Excerpted passage:
---

Daniel C. Dennett and Linda LaScola researched five pastors — all Protestants — who no longer believe in God, but who are still in the pulpit. In interviewing these closeted non-believing pastors, Dennett and LaScola recognized that there’s a problem of definition among these folks. Even though they’re all pretty clearly atheists, in the commonsense use of the term, not all are willing to say flat-out that they’re non-believers. Dennett and LaScola:

The fact that they see it in such morally laden terms shows how powerfully the phenomenon of belief in belief figures in our lives. Most people believe in belief in God; they believe that it is a state one should aspire to, work strenuously to maintain, and foster in others–and feel guilty or dismayed if one fails to achieve it. Whether or not our pastors share that belief in belief–some still do and others no longer do–they recognize only too well that revealing their growing disbelief would have dire consequences for their lives. So they keep it to themselves.

Here’s a statement they attribute to “Wes,” the pastor of a Methodist congregation:

“I will be the first to admit that I see Christianity as a means to an end, not as an end unto itself. And the end is very basically, a kind of liberal, democratic values. So I will use Christianity sometimes against itself to try to lead people to that point. But there’s so much within the Christian tradition that itself influenced the development of those liberal values, you know. They didn’t arise through secular means. They came out of some religious stuff. …I could couch all that in very secular language. If we were in a college setting, I would. But we’re in a religious setting, so I use the religious language.”

So he’s using faith to surreptitiously lead people to embrace a set of political and cultural beliefs. As bad as that is, it’s not uncommon among pastors. But here’s the deeply unconscionable thing about Wes, in the report’s words: “Although he thinks that religion will be around a long time, he sees that part of his role is to help make his job obsolete.”
Got that? He’s a pastor who is living a lie in a secret attempt to destroy religious faith in the lives of his congregation, who trust him to be their shepherd. I cannot tell you how despicable I find that — though perhaps it says something about the quality of faith among his flock that their pastor doesn’t believe in God, and they can’t tell.

---

Dataset:
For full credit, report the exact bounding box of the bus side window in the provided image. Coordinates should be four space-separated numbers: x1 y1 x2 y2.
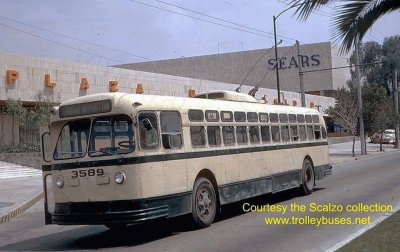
249 126 260 143
281 125 290 142
236 126 247 144
138 112 160 150
290 126 299 142
321 126 327 139
299 125 307 141
261 126 271 143
314 126 321 140
207 126 221 146
190 126 206 147
271 126 281 143
307 126 314 141
222 126 235 145
160 111 182 149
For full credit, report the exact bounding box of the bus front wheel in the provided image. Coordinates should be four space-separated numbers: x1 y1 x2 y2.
192 178 217 228
300 159 315 195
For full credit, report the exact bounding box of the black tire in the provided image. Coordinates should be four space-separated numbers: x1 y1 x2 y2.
104 223 128 231
300 159 315 195
192 178 217 228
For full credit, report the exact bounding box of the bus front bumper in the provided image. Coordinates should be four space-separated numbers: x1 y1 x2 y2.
49 194 191 225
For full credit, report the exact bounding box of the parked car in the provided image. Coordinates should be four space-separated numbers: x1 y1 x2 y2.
370 129 395 143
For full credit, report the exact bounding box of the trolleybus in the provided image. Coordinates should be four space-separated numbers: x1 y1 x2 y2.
42 91 332 227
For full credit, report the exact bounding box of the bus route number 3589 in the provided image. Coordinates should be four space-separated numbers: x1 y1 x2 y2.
72 169 104 178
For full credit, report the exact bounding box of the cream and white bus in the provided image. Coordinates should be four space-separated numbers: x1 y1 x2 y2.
42 91 332 227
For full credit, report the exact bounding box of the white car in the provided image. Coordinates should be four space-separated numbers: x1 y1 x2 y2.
371 129 395 143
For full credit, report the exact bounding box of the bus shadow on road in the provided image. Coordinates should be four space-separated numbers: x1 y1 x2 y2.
0 188 325 251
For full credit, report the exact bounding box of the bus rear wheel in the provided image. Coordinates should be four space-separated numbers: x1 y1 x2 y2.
300 159 315 195
192 178 217 228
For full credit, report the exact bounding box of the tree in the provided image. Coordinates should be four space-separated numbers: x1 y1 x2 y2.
6 93 54 150
371 99 398 151
289 0 400 52
325 88 358 157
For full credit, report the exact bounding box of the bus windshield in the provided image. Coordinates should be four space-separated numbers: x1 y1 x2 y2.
54 115 135 160
89 115 135 157
53 119 90 160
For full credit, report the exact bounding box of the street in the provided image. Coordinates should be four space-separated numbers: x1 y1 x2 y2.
0 152 400 251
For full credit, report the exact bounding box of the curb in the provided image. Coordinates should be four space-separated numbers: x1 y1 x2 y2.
0 192 43 224
331 149 400 165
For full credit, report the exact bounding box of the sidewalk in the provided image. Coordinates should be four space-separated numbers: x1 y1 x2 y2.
329 141 399 165
0 161 43 225
0 141 399 225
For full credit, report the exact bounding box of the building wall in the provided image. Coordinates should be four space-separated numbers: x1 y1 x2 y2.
116 42 345 92
0 53 334 144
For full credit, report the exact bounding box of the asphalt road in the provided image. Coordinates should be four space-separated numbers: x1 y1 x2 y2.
0 152 400 251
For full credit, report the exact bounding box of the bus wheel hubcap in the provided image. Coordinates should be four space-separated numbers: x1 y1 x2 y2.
305 166 314 190
197 188 212 218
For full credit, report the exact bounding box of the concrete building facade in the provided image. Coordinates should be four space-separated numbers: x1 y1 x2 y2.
115 42 350 95
0 53 334 146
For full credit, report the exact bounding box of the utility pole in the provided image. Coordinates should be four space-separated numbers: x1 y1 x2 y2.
355 39 367 155
296 40 306 107
393 68 399 149
272 15 286 104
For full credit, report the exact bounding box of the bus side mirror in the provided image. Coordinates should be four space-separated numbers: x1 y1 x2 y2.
42 132 51 162
142 118 154 130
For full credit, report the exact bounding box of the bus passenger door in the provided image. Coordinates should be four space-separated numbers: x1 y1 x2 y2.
40 127 55 224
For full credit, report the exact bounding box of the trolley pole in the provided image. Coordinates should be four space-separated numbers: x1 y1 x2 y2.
355 40 367 155
296 40 306 107
393 68 399 149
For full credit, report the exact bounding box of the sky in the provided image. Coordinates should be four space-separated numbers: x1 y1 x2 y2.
0 0 400 66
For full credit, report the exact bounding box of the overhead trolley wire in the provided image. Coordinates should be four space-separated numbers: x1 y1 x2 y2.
0 15 151 60
0 23 124 64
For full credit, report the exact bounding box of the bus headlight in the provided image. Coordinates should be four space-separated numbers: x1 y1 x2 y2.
115 172 125 184
56 176 64 188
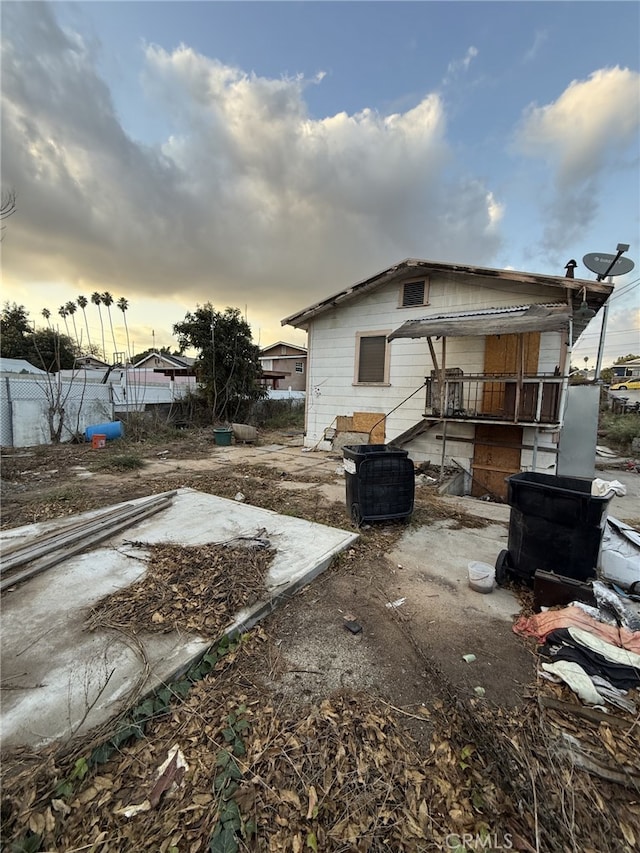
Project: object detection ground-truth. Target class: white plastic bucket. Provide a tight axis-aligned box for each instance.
[468,560,496,593]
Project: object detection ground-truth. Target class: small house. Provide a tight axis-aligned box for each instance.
[259,341,307,391]
[282,259,613,498]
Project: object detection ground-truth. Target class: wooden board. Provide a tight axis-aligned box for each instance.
[482,332,540,414]
[336,415,354,432]
[353,412,385,444]
[471,424,522,500]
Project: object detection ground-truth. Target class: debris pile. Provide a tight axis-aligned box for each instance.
[87,532,275,637]
[3,629,640,853]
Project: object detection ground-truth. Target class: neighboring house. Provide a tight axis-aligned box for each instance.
[260,341,307,391]
[282,259,613,498]
[611,358,640,382]
[0,358,47,376]
[75,355,109,370]
[132,352,195,376]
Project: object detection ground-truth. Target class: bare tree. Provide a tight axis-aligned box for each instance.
[101,290,118,357]
[64,299,80,353]
[76,294,91,352]
[58,305,71,338]
[91,290,107,361]
[116,296,131,361]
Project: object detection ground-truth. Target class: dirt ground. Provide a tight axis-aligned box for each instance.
[0,430,535,709]
[0,430,640,853]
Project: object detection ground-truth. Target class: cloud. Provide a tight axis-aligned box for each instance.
[515,67,640,252]
[443,45,478,85]
[2,3,500,334]
[522,30,549,62]
[517,67,640,188]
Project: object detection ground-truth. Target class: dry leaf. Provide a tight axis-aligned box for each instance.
[307,785,318,820]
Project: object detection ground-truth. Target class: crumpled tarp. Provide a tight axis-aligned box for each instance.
[591,477,627,498]
[513,606,640,654]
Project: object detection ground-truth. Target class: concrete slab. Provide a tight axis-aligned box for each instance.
[389,519,520,622]
[0,489,358,748]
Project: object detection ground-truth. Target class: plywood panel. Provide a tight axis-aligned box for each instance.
[482,332,540,414]
[471,424,522,499]
[353,412,385,444]
[336,415,354,432]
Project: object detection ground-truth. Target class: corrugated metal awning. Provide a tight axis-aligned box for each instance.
[387,304,571,341]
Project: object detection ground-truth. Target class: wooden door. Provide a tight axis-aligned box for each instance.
[471,424,522,500]
[482,332,540,415]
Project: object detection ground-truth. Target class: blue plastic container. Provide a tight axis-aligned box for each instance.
[84,421,124,441]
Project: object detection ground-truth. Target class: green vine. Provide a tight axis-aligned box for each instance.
[209,705,256,853]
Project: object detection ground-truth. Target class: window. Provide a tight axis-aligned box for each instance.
[401,279,429,308]
[356,333,389,385]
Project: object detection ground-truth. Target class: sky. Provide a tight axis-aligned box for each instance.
[0,0,640,367]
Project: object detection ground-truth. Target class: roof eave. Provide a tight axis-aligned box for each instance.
[280,258,613,331]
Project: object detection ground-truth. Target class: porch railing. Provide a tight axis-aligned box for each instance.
[425,368,563,424]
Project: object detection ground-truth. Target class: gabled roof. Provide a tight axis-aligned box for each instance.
[281,258,613,328]
[134,352,195,370]
[260,341,307,356]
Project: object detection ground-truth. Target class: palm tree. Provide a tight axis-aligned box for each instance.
[101,290,118,362]
[58,305,71,338]
[91,290,107,361]
[76,294,91,352]
[116,296,131,359]
[64,300,80,352]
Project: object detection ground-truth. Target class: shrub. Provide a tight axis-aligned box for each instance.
[599,412,640,453]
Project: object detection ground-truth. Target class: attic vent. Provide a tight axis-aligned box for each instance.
[402,280,427,308]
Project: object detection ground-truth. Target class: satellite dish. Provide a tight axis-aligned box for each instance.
[582,252,635,276]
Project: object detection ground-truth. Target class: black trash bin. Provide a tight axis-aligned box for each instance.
[496,472,609,584]
[342,444,415,524]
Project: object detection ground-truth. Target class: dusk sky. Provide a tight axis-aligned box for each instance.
[0,0,640,366]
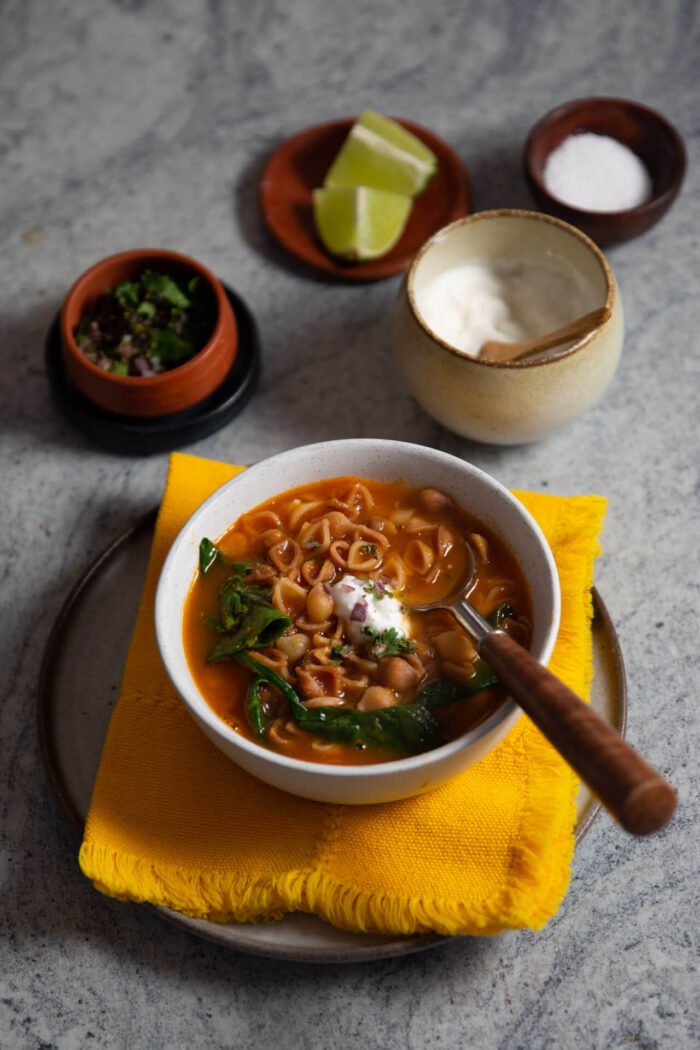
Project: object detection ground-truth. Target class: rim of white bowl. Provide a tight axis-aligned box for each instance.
[154,438,561,790]
[403,208,615,371]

---

Problems to work on:
(A) Answer these questions about the passage on non-believing pastors, one line each:
(i) How many pastors did Dennett and LaScola research, and what faith tradition did they all belong to?
(ii) What kind of congregation does "Wes" lead?
(iii) In what setting does Wes say he would couch his message in secular language?
(B) Write the next part of the passage about non-believing pastors, picking up after its final sentence.

The responses:
(A)
(i) Five pastors, all Protestants.
(ii) A Methodist congregation.
(iii) A college setting.

(B)
“Darryl,” a liberal Presbyterian pastor outside of Baltimore, likes the spiritual trappings of church, but is an atheist. Of the heretical Episcopal bishop John Shelby Spong, Darryl says:

“Well that guy has a glow to him; he’s just fantastic. But he can say whatever he wants because he’s got his nest egg. He’s not concerned about his retirement or anything like that. Liberating!”

Ah, so Darryl keeps his treachery to himself because if he were honest with his congregation, he’d have to go find another job. A real profile in courage, our Darryl.
One thing you see in these guys reading their interviews is that they went into the ministry to fulfill their own personal longings. Here’s “Adam,” a UCC pastor:

“I wanted my life to matter. To connect. For something bigger and better, beyond what I was doing.”

They all talk like this, explaining that they stick it out in ministry in part because it is personally fulfilling to work with people, and to do so in a churchy environment. Notice, though, that it never was about God. It was always about Me. Corruption at its root.
I have more respect for “Jack,” a 50-year-old Southern Baptist pastor who lost his faith in God through reading theology. Jack says he’s made up his mind to get out of the ministry as soon as he can find another line of work to help him pay off his debts. Though I still think it’s fraudulent to represent yourself to your congregation as a minister of God when you don’t believe in him, and I wish Jack would do the gutsy thing and resign at once, at least Jack, unlike these others, is not trying to rationalize his fear of leaving the security of the pastorate.
Nevertheless, when I step back from the emotion of my response to men who no longer believe in God but who have the spiritual leadership of their congregations in their hands, I must admit that it must be a terrible existential place to be in. I have an older pastor friend who is an Episcopalian, and who has lost faith in the Episcopal Church. He wants to be a Roman Catholic or an Orthodox Christian, but he would lose his pension if he left TEC, and would lose the money he needs to care for needy dependents who have come to him late in his life. So he remains an Episcopalian. That is not the same thing as being an closeted atheist pastor. This priest is a strong believer in traditional Christian doctrines and morals; he has simply lost faith in Anglican ecclesiology. He can be a strong leader of his congregation, shepherding them through the Christian journey, even though in his heart, he is no longer an Episcopalian. On the other hand, I have Orthodox friends who left the pastorate or good jobs in religious schools, putting their families at risk, because they felt they had to do so to answer the call to Orthodoxy. In none of these cases, though, did my friends misrepresent themselves as Christians, or, as in Wes’s case, use their position of authority as an Episcopalian (or Catholic, or Lutheran) to lead people away from the churches they were serving. That’s a big difference.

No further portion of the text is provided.